►

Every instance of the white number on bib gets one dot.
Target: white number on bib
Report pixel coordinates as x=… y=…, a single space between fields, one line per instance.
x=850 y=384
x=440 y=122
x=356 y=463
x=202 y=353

◄

**Aim of the exercise**
Print exactly the lines from the one with "Report pixel coordinates" through the end of the data, inclusive.

**Response box**
Report pixel coordinates as x=… y=…, a single space between fields, one line per instance.
x=850 y=384
x=440 y=122
x=356 y=463
x=202 y=353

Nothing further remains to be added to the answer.